**QUÉ HACER:**
Responde con datos del texto sobre el calor y las redes sociales:
(a) ¿Qué dos redes sociales se nombran?
(b) ¿Qué estación dice preferir quien escribe en lugar del invierno?
(c) ¿Con qué se compara el aire que entra en nuestros pulmones?
***** TEXTO DE LECTURA *****
Así que, así están las cosas. Mis gatos echados, las sábanas sin cambiar, el entusiasmo que no llega y el calor aplastándome la mente. Y como si eso fuera poco, siempre están allí las redes sociales para desviarme de cualquier cosa verdadera que pueda estar por hacer. Es tan cómodo meterse a hablar pavadas en Facebook o Twitter, es tan confortable ver inmolarse diciendo estupideces a los amigos, los familiares y a millones de desconocidos, que resulta muy difícil, casi imposible salir de ese magnífico colchón de confort y realmente mover el culo. Mover el culo y hacer algo por la vida, por la existencia, por justificar el aire que entra en nuestros pulmones que, aunque a veces parezca no tener sentido alguno, está allí como un brillo dorado iluminando nuestro cuerpo. Siempre digo que me gusta más el verano que el invierno, y siempre en verano, cuando no estoy en el agua, termino preguntándome por qué.
***** MATERIAL DE APOYO *****
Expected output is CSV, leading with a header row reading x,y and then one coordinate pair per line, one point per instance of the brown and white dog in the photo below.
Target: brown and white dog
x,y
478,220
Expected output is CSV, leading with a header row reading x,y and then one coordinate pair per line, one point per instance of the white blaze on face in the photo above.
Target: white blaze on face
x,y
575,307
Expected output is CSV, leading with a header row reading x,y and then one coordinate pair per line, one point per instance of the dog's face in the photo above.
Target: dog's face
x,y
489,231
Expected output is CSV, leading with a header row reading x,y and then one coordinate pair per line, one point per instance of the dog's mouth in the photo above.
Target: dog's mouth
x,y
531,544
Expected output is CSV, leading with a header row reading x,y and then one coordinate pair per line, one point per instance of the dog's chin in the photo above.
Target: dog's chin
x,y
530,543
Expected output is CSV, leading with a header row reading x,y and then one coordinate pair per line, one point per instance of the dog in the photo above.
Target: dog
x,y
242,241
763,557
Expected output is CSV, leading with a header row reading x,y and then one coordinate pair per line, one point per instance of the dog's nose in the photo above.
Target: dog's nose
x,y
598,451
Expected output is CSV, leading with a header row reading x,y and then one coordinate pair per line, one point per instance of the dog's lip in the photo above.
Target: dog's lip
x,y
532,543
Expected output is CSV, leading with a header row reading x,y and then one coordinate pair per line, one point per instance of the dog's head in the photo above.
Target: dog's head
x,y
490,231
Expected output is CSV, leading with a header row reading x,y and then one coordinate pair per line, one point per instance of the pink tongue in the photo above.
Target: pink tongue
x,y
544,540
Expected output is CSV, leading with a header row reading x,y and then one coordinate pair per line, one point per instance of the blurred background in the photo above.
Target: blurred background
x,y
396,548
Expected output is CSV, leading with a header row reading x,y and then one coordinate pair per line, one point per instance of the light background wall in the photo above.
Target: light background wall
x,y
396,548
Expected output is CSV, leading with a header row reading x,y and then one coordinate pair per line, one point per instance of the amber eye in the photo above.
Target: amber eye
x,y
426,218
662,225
*****
**RESPUESTA:**
(a) Facebook y Twitter.
(b) El verano.
(c) Con un brillo dorado que ilumina nuestro cuerpo.